### Your task
Reprint the entire listing exactly.
★ ★ ★
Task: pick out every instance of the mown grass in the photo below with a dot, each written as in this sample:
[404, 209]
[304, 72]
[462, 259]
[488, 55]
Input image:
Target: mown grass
★ ★ ★
### Result below
Task: pick out every instance of the mown grass in the photo below with a dot, each written as in this sample:
[404, 209]
[304, 72]
[462, 259]
[488, 55]
Input image:
Target: mown grass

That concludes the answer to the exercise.